↓
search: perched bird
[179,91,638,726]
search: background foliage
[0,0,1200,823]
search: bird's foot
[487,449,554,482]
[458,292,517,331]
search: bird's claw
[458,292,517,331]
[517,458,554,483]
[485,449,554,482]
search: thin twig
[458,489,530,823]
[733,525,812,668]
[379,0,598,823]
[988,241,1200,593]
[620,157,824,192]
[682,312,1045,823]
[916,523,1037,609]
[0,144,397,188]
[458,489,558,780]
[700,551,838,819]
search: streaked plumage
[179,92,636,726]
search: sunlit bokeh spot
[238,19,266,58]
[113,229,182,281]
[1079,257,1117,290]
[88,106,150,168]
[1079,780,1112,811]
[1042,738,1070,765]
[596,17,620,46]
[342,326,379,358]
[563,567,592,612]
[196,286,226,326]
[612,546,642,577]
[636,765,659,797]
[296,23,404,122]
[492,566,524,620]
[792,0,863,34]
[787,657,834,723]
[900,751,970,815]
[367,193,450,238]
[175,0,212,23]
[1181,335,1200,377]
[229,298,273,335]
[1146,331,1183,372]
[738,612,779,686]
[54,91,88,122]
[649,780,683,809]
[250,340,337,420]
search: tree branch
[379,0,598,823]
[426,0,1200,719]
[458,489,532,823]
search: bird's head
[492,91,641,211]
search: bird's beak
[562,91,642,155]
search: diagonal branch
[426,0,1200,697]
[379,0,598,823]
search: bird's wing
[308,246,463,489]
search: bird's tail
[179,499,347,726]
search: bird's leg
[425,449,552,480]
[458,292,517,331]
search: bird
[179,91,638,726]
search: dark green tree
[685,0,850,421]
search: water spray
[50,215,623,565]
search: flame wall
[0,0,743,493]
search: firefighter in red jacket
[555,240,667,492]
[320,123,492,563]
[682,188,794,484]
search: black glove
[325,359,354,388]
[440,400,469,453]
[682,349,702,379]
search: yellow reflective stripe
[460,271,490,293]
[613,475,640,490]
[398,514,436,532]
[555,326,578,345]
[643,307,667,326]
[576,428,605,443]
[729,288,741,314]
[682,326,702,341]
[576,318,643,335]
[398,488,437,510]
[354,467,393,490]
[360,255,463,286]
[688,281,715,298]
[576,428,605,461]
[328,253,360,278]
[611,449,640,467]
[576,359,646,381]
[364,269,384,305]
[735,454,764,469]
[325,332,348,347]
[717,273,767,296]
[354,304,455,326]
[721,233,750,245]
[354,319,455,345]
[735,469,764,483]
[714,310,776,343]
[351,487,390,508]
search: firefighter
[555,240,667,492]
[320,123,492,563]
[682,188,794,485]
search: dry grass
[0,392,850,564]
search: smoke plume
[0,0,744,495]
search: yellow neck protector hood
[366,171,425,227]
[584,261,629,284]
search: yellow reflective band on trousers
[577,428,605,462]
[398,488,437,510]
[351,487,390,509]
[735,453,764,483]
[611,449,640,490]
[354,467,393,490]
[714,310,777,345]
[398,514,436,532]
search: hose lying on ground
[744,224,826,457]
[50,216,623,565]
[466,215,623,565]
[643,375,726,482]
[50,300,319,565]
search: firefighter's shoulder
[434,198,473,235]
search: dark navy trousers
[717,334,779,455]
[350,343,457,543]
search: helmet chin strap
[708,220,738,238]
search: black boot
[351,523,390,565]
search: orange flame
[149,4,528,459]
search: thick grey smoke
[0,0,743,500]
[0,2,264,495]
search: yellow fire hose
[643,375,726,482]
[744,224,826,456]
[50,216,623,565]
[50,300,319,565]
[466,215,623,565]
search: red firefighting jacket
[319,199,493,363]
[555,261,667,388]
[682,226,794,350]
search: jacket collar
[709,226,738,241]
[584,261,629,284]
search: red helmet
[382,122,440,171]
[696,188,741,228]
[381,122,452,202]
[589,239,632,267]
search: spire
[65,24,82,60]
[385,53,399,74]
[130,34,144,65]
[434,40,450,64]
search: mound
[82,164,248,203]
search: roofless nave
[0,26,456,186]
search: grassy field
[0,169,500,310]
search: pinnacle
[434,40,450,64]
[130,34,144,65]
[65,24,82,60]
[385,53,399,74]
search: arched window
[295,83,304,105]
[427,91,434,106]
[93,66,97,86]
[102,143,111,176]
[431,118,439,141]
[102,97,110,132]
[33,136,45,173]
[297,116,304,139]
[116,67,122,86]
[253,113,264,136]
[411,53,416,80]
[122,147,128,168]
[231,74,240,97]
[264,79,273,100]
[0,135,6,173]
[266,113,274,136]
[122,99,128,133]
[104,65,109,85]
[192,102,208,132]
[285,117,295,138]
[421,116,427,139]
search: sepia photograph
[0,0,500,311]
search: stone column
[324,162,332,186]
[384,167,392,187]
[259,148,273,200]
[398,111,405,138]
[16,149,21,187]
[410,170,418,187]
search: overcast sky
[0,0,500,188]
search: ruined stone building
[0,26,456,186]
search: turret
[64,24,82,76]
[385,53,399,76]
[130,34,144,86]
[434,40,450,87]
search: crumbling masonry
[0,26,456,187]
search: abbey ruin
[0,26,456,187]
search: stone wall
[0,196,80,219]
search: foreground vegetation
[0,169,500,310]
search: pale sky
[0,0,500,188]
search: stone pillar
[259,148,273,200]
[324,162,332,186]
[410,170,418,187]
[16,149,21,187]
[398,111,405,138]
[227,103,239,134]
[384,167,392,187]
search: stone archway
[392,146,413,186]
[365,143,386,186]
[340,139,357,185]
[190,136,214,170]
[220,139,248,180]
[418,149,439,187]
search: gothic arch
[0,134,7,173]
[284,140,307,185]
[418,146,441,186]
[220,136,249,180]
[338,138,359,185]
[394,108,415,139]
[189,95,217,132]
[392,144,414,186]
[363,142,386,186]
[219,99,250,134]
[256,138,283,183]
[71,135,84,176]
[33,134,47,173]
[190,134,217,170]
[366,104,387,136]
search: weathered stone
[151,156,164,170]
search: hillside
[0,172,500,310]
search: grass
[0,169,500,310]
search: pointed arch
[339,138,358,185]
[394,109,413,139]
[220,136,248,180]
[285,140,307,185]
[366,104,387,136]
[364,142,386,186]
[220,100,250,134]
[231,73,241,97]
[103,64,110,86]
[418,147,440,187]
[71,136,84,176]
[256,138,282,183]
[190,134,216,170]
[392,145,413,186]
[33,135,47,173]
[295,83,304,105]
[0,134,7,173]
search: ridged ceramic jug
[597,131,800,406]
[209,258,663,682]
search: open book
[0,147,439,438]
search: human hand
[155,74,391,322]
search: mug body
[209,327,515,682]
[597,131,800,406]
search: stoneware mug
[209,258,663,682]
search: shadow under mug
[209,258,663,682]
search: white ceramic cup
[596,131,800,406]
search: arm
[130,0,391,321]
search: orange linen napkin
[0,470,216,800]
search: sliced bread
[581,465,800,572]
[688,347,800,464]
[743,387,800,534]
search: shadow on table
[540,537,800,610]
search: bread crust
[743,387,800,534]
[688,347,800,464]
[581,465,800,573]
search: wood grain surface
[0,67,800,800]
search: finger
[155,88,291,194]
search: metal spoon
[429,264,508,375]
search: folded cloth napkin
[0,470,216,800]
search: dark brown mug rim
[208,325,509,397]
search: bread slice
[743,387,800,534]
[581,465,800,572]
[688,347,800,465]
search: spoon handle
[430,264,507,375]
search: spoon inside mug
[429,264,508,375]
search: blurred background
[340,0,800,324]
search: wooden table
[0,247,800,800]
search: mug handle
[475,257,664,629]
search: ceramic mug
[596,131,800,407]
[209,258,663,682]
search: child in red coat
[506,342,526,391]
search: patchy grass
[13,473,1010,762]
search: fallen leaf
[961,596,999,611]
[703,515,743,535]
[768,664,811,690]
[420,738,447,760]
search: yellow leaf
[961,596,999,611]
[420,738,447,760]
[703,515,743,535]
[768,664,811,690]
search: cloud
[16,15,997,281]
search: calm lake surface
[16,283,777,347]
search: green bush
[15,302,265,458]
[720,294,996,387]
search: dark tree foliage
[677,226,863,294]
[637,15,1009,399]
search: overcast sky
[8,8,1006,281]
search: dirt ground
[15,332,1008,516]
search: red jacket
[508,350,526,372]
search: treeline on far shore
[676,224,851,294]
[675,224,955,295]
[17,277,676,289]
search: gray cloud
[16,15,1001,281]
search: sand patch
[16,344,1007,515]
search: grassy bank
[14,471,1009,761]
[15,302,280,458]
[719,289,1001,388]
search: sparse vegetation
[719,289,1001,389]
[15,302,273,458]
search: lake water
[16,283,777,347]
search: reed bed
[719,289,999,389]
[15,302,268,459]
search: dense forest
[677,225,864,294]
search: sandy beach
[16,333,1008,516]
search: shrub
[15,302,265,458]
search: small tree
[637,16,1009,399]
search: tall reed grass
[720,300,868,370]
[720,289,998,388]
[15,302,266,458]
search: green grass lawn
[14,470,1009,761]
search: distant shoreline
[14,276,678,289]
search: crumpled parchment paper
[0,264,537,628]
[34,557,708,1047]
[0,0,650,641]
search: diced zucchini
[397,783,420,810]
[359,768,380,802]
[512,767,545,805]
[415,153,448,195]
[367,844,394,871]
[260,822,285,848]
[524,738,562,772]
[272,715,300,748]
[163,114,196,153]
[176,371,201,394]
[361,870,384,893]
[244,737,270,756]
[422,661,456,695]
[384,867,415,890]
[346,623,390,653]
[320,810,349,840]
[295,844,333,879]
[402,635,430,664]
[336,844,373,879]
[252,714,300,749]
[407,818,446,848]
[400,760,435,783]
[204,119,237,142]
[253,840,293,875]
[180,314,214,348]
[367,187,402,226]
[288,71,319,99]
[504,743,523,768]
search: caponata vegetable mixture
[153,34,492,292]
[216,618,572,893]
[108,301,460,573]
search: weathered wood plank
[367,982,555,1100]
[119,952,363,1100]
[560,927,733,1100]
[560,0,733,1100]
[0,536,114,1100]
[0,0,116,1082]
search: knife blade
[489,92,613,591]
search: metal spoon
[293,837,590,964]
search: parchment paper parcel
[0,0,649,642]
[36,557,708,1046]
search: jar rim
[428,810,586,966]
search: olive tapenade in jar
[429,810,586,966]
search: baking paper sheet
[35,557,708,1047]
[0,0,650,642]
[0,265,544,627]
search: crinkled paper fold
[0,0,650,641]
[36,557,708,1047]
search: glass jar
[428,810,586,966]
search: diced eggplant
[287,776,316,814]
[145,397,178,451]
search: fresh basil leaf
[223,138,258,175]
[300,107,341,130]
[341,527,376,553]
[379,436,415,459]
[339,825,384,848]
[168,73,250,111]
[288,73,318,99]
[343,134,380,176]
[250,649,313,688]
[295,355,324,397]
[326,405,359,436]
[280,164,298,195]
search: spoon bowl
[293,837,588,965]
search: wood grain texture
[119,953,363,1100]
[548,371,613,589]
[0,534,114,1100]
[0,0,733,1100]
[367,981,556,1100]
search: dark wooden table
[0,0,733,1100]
↑
- **Instruction**
Format the stretch of lines above, from the line containing "search: wood grain surface" through the line containing "[340,0,800,324]", as a Markdown table with the columns n and Line. Give one row per line, numbered in order, and leave out any blank lines.

- **Answer to this exercise**
| n | Line |
|---|---|
| 1 | search: wood grain surface |
| 2 | [0,67,800,800] |
| 3 | search: finger |
| 4 | [155,88,291,194] |
| 5 | search: metal spoon |
| 6 | [429,264,508,375] |
| 7 | search: folded cloth napkin |
| 8 | [0,470,216,800] |
| 9 | search: dark brown mug rim |
| 10 | [208,325,509,397] |
| 11 | search: bread slice |
| 12 | [743,387,800,534] |
| 13 | [581,465,800,572] |
| 14 | [688,347,800,465] |
| 15 | search: spoon handle |
| 16 | [430,264,507,375] |
| 17 | search: spoon inside mug |
| 18 | [429,264,508,375] |
| 19 | search: blurred background |
| 20 | [340,0,800,324] |